Records from a data collection:
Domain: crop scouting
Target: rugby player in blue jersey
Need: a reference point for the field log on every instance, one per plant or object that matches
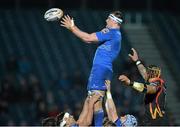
(109, 45)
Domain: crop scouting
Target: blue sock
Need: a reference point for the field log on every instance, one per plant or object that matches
(98, 118)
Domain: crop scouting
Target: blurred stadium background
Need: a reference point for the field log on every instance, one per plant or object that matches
(44, 68)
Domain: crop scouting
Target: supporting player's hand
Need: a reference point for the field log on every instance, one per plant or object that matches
(108, 85)
(134, 55)
(94, 98)
(67, 22)
(124, 79)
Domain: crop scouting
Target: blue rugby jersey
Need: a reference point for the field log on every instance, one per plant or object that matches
(109, 47)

Assignment:
Pull out all lines from the entries above in which the word "rugby" appears.

Expected answer:
Target: rugby player in blue jersey
Target: blue rugby jersey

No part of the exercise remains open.